TASK DESCRIPTION:
Repeat exactly each line of the data provided below.

WORKING DATA:
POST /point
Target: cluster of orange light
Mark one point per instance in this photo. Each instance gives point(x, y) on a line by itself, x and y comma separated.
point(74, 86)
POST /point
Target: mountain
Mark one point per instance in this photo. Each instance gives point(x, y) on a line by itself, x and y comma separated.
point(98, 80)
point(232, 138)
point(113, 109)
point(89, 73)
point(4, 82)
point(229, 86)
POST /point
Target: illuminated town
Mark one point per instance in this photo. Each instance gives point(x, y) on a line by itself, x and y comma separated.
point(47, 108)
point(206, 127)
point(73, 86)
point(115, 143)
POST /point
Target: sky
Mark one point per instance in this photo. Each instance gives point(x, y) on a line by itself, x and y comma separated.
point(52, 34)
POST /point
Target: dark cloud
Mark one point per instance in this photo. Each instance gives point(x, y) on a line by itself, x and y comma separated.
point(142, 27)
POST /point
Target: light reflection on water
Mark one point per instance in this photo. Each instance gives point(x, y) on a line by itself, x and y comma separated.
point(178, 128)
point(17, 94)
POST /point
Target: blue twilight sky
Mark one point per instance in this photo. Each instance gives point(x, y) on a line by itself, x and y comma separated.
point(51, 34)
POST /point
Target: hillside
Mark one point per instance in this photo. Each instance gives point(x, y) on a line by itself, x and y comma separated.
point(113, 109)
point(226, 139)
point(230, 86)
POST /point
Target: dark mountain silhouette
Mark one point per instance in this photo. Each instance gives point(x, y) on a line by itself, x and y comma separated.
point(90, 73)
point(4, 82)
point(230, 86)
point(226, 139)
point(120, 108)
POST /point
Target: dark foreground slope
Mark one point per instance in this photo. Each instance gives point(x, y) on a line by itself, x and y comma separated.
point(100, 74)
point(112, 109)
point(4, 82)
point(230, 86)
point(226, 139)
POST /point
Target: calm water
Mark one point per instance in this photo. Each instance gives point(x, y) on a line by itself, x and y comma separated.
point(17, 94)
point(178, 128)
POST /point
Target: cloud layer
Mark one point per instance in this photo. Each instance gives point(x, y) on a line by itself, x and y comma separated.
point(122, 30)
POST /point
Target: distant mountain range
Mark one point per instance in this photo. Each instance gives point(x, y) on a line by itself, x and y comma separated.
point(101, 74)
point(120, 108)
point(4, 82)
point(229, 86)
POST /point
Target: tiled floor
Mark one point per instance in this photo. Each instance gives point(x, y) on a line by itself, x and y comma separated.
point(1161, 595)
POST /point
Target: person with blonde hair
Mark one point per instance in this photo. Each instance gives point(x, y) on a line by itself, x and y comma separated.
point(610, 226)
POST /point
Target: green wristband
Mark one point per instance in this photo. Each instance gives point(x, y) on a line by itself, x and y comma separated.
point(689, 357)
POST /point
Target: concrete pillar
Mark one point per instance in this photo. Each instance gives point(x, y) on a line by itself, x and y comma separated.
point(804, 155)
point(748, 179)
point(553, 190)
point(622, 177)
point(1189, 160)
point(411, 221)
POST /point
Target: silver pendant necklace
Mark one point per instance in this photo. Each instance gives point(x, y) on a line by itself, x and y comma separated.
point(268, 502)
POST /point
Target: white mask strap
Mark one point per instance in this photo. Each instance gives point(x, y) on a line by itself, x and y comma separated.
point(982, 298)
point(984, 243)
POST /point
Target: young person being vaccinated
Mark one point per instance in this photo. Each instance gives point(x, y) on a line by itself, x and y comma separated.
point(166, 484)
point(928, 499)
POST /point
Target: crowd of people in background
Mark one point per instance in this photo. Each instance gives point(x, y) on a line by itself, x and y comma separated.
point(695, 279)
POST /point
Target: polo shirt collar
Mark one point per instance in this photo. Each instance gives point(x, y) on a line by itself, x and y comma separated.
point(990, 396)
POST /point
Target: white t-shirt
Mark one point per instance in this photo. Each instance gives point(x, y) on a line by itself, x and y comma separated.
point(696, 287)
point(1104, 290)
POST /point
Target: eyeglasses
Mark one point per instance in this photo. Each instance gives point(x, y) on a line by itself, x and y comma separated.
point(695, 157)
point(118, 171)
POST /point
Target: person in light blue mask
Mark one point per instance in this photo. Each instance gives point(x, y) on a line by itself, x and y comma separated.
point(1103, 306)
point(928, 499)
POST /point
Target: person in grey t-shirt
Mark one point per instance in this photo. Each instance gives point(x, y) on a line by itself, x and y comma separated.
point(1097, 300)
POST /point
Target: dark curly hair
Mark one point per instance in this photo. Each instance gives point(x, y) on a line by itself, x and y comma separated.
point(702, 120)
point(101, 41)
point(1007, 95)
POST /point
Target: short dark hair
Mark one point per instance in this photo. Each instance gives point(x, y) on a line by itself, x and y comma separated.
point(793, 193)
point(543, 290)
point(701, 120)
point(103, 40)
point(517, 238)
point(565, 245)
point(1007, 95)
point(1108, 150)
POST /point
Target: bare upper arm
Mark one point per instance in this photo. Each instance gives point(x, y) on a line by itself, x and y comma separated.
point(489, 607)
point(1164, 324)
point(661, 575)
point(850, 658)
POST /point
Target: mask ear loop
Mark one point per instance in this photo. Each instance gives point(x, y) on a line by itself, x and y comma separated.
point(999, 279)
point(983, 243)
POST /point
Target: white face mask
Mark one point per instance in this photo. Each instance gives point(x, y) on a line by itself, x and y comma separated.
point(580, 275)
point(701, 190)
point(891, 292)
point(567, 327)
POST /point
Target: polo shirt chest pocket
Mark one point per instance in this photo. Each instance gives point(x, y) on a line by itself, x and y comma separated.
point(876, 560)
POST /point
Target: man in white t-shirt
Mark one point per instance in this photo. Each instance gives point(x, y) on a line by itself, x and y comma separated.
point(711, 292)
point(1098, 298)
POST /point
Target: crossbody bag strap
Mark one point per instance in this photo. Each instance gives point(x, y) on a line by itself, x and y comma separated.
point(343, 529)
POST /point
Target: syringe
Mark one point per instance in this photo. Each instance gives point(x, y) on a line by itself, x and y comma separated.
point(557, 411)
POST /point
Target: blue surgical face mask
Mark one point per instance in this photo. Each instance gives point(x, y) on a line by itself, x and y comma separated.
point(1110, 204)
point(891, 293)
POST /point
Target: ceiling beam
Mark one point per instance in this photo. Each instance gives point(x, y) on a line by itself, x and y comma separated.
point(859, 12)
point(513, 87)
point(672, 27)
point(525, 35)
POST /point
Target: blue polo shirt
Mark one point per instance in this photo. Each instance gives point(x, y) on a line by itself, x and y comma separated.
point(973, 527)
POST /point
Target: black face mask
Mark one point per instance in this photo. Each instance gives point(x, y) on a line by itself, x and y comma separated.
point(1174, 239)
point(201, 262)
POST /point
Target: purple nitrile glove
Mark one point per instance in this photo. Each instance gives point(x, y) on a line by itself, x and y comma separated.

COMPLETE RESPONSE:
POST /point
Target: cluster of orange light
Mark one point per instance in this photo. Each instance gives point(x, y) on a line by itself, x and y comma separated.
point(74, 86)
POST /point
Target: mountain
Mark one point per instance in this photo. Each instance gives point(x, y) on a line by itself, x and y comma separated.
point(98, 80)
point(232, 138)
point(113, 109)
point(89, 73)
point(4, 82)
point(229, 86)
POST /point
Target: illuminated town
Mark one point per instance in this photo. Each instance gives point(x, y) on a line by itself, x and y comma separated.
point(47, 108)
point(206, 127)
point(73, 86)
point(115, 143)
POST /point
Target: sky
Mark one point per instance in this photo. Each instance gives point(x, y) on a line by itself, x and y comma separated.
point(52, 34)
POST /point
Target: dark cloud
Mark one point per instance in this photo. Each instance gives point(x, y) on a line by itself, x and y comma separated.
point(142, 27)
POST /point
Target: light reflection on water
Mark one point per instance in this photo. Each instance gives point(x, y) on a line by itself, x and y comma separated.
point(178, 128)
point(17, 94)
POST /point
Target: blue twilight sky
Mark one point per instance in this photo. Each instance gives point(x, y) on a line by itself, x and y comma separated.
point(51, 34)
POST /point
Target: hillside
Mark one point per instance in this photo. Each instance gives point(x, y) on a line by itself, x and y comma separated.
point(113, 109)
point(226, 139)
point(230, 86)
POST /point
Target: dark mountain silhouette
Mark one point per instance in this photo. Each instance gives point(x, y) on a line by itself, x and y comma separated.
point(90, 73)
point(4, 82)
point(230, 86)
point(226, 139)
point(120, 108)
POST /point
Target: dark foreground slope
Mark one point per instance in this photo. Each instance gives point(x, y) on a line by itself, x and y comma separated.
point(100, 74)
point(112, 109)
point(4, 82)
point(230, 86)
point(226, 139)
POST /point
Target: calm water
Mark one point per instance in this photo. Each instance gives point(x, y) on a line by itself, x and y comma separated.
point(17, 94)
point(178, 128)
POST /point
Target: cloud layer
Mark one point per instance in this photo. Each instance gives point(x, y) on a line by itself, x and y comma separated.
point(122, 30)
POST /point
Target: distant mountain range
Mark one point per instance in this photo. Each instance gives point(x, y) on a line by itself, x and y comma separated.
point(101, 74)
point(120, 108)
point(4, 82)
point(229, 86)
POST /point
Target: tiled floor
Mark one point per instance in this photo. Each instance gives point(x, y) on a line by itself, x and y comma separated.
point(1161, 595)
POST /point
Target: person with blonde hair
Mark one point per instance in this photo. Each instance gives point(x, y) on a line by itself, x and y comma separated.
point(610, 226)
POST /point
Target: green wristband
Mark one point per instance in this photo. Each instance gives point(x, y) on a line by itself, x and y comma separated.
point(689, 357)
POST /point
Target: concrete pillar
Mark one point per instance in this photo. Each instance gives point(x, y) on a line by itself, x and y comma separated.
point(804, 155)
point(748, 179)
point(553, 190)
point(622, 177)
point(1189, 160)
point(411, 221)
POST /point
Target: silver pendant necklace
Mark one point per instance in this photo. Each instance gives point(x, y) on a line by itself, x and y comma separated.
point(268, 502)
POST /point
Target: white mask strap
Mark one point per instance in this photo. Each instance gives point(x, y) on a line by itself, x and y comma separated.
point(982, 298)
point(984, 243)
POST /point
Target: young person being vaccinated
Mark one point per instance in this photo. Each instance gives point(x, y) on a line by itself, x and y comma separated.
point(166, 484)
point(928, 499)
POST /point
Target: crowd of people in background
Mark one point per instance in this photo. Each instance gives point(x, y) on a line by itself, x and y comma separated.
point(695, 279)
POST /point
Target: polo shirt collar
Mark one point per instance in this photo. Each instance gives point(x, y) on a line by itself, x and y comma separated.
point(990, 396)
POST /point
Target: white t-shirt
Mark one point per instance in this photo. Each instance gives point(x, y) on a line by itself, x and y comma separated.
point(696, 287)
point(1104, 290)
POST /point
Target: eyeglasses
Mark one point per instance in this photo. Each instance gives point(x, y) on a line by itself, x and y comma separated.
point(695, 157)
point(118, 171)
POST /point
Target: person in light blue mask
Mark one point per instance in this photo. Each instance gives point(x, y) on a line by itself, x and y comma separated.
point(1103, 306)
point(928, 499)
POST /point
Target: person in grey t-shirt
Mark one point per instance in this photo. Each instance gives point(x, y) on a line by itself, x and y comma separated.
point(1097, 300)
POST /point
Target: dark curly hair
Mark one point per instance in this photo. Each instance gives point(x, y) on a line by itself, x and y comma separated.
point(702, 120)
point(101, 41)
point(1007, 95)
POST /point
Target: short dark hair
Mark one point per instance in this photo. Each instance gives point(x, y) on a line by itself, x and y comma separated.
point(793, 193)
point(543, 290)
point(701, 120)
point(103, 40)
point(517, 238)
point(565, 245)
point(1007, 95)
point(1108, 150)
POST /point
Target: bare upper arm
Mark one point per instance in this photo. Each instance gives point(x, y) on a line by itself, x and y comma separated.
point(489, 607)
point(1164, 324)
point(661, 575)
point(850, 658)
POST /point
Target: mask ear loop
Mark one point per instance in this photo. Each instance gives point(x, y) on a line by itself, x and y comma separated.
point(999, 279)
point(983, 243)
POST /point
Target: white face mask
Mark one point per instance in this photo. Each instance gives point(x, y) on a line by itself, x and y comma separated.
point(580, 275)
point(701, 190)
point(891, 292)
point(567, 327)
POST /point
Target: polo shirt chest pocket
Mark one point per instance in this photo. Each instance gives point(x, y) on a line by itself, x and y comma separated.
point(876, 560)
POST /point
Target: man in white t-shirt
Mark one point per instance in this photo. Each instance gives point(x, y) on a line by itself, x and y comma separated.
point(711, 292)
point(1098, 298)
POST /point
Target: crossbody bag strap
Mark one point per instance in this photo. Each instance gives point(x, y) on a line by itself, x and y comma separated.
point(343, 529)
POST /point
Target: syringe
Mark one point per instance in this photo. Each instance gives point(x, y) on a line by itself, x and y comma separated.
point(557, 411)
POST /point
Target: blue surgical face mask
Mark one point per instance in this photo. Each instance gives point(x, y) on a line by itself, x and y comma separated.
point(1110, 204)
point(891, 293)
POST /point
Target: ceiling beam
Mark one point per instance in this photo. Each instance gives point(x, y) on a line by itself, x and y comma separated.
point(859, 12)
point(513, 87)
point(672, 27)
point(525, 35)
POST /point
Target: blue polo shirt
Mark one point per instance in this photo. Each instance gives point(x, y) on a line by itself, x and y comma separated.
point(973, 527)
POST /point
Target: black face mask
Mark one point per instance in this photo. Each instance gives point(x, y) on a line by itself, x and y comma separated.
point(1174, 239)
point(201, 262)
POST /point
Target: purple nitrile glove
Mark one point per instance in this photo. Each instance gives point(x, y) on a line by itself, x and y comma separated.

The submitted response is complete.